Start of Document segment

Without properly funded exploration, the long-term future of the industry in SA will be nonexistent. The problems lie not with the mineral resources, but with regulatory and legal aspects
The world’s global resource funds, whose interest in mining investments has risen in the past year, have SA in the same category as countries such as South Sudan. It is regarded as pretty much a no-go area, said speakers at last week’s 2017 Junior Indaba.
This is bad news for attracting foreign investment into exploration. According to S&P Global Market Intelligence, Southern Africa attracted only 4% of global exploration budgets last year, against Canada’s 14% share and Australia’s 13%. West Africa attracted 5%. Without investment in exploration, SA’s mining industry has no long-term future.
The annual two-day Junior Indaba, organised by witty and outspoken former Harmony Gold CEO Bernard Swanepoel, attracts about 200 representatives of junior mining companies and advisers from Southern Africa. Canvassed for their opinions, delegates said it was not the quality of a mineral resource that could make or break a project, but the legal and regulatory environment.
No representatives from the department of mineral resources attended the indaba, illustrating the widening gap between SA’s regulators and the companies they regulate.

End of Document segment
Start of Entries supplied

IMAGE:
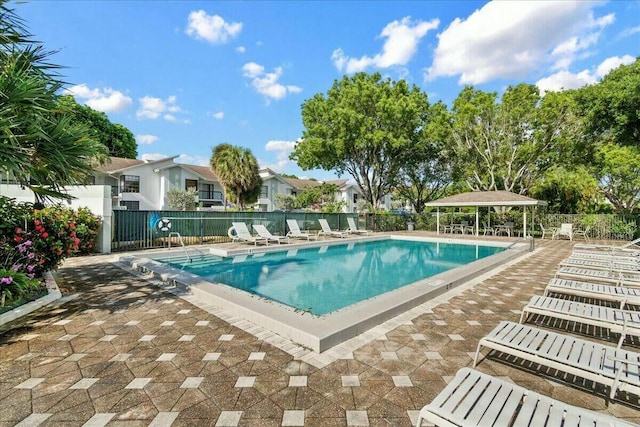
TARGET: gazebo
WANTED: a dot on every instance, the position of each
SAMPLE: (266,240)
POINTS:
(488,199)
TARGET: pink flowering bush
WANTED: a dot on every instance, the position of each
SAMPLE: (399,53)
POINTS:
(18,268)
(33,241)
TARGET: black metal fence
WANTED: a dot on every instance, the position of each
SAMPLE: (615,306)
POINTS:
(134,230)
(152,229)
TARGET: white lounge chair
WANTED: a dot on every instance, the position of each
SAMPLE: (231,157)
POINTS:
(601,255)
(619,294)
(548,230)
(602,364)
(243,235)
(611,264)
(632,246)
(604,276)
(266,234)
(353,227)
(296,233)
(565,230)
(622,322)
(476,399)
(327,231)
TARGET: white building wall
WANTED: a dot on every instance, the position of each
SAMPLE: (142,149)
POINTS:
(97,198)
(274,186)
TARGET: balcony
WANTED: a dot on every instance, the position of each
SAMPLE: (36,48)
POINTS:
(210,195)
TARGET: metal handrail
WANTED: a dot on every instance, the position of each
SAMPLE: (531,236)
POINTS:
(175,233)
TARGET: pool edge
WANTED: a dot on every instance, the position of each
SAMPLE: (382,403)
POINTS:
(320,333)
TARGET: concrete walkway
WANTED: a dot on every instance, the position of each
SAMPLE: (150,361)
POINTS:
(118,350)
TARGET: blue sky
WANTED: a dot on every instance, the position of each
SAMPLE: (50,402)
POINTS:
(185,76)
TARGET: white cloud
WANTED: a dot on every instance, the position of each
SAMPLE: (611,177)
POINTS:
(211,28)
(282,149)
(267,84)
(280,146)
(506,39)
(153,108)
(564,80)
(401,44)
(146,139)
(150,157)
(629,32)
(613,63)
(106,100)
(192,160)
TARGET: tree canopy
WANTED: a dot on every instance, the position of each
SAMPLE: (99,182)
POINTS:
(426,170)
(237,171)
(40,145)
(507,145)
(118,139)
(362,127)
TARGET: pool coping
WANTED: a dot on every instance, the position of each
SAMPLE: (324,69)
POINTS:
(319,333)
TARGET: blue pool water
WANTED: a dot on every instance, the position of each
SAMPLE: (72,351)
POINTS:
(324,279)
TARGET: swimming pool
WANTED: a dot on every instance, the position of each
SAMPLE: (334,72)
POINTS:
(325,279)
(320,332)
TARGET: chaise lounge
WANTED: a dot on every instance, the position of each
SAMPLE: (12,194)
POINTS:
(619,294)
(243,235)
(327,231)
(602,364)
(353,227)
(623,322)
(476,399)
(266,234)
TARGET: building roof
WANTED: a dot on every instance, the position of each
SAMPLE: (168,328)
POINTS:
(204,171)
(302,184)
(118,163)
(486,198)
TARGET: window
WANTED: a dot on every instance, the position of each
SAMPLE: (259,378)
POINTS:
(207,192)
(190,183)
(129,184)
(131,205)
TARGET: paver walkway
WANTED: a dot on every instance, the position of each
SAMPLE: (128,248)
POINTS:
(120,351)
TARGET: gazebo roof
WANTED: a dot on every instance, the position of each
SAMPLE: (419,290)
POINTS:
(486,198)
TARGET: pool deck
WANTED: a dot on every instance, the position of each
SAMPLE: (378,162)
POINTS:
(119,350)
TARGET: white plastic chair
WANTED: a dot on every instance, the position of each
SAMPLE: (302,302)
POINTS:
(296,233)
(266,234)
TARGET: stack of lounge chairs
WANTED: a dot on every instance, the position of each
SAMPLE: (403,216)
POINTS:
(596,289)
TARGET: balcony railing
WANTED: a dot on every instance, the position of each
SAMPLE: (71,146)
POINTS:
(210,195)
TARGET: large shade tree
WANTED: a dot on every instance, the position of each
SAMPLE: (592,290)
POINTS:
(611,111)
(363,127)
(237,171)
(40,146)
(118,139)
(508,145)
(611,108)
(426,170)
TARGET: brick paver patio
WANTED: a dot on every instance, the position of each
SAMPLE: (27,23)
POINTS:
(118,350)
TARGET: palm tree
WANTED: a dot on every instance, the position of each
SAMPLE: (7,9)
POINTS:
(237,171)
(39,147)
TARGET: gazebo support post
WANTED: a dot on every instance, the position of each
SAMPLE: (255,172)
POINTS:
(477,219)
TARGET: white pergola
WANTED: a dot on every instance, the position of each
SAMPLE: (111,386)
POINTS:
(488,199)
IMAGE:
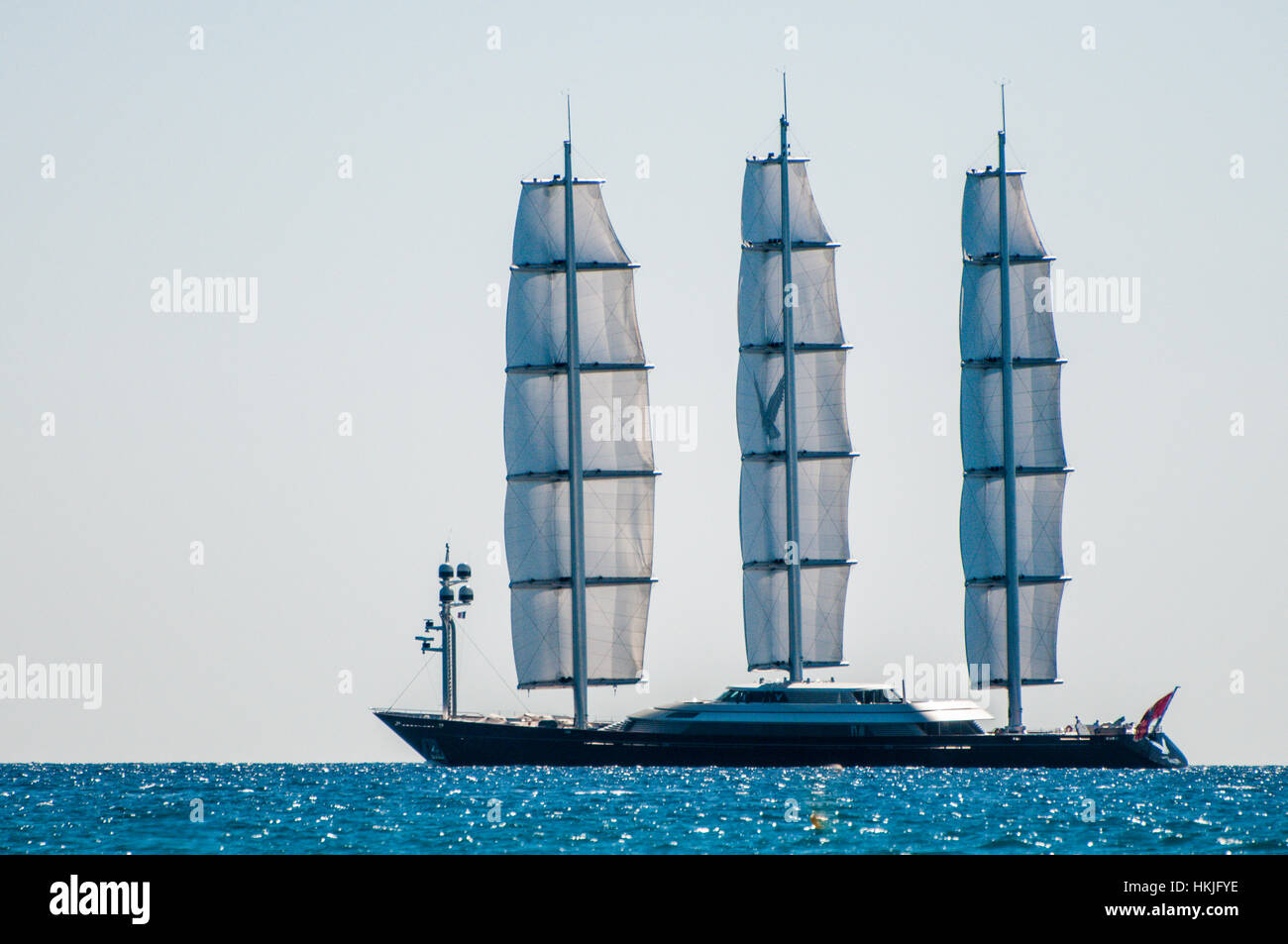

End of Entries supplied

Copy the passage of the article on South African mining exploration starting at "This is bad" and ending at "no long-term future.". The records have no connection to the article on South African mining exploration.

This is bad news for attracting foreign investment into exploration. According to S&P Global Market Intelligence, Southern Africa attracted only 4% of global exploration budgets last year, against Canada’s 14% share and Australia’s 13%. West Africa attracted 5%. Without investment in exploration, SA’s mining industry has no long-term future.